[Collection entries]
────────

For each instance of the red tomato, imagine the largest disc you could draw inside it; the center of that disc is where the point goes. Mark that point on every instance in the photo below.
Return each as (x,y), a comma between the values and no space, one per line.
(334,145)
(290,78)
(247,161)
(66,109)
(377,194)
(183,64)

────────

Your task is to repeat every entry exactly.

For each instance of the red tomato, imagine the largest disc you could draw inside it; the center of that disc is where the point goes. Mark that point on every instance in the photo below.
Return each as (x,y), a comma between the values and no space, one per line.
(334,145)
(290,78)
(247,161)
(66,109)
(377,194)
(183,64)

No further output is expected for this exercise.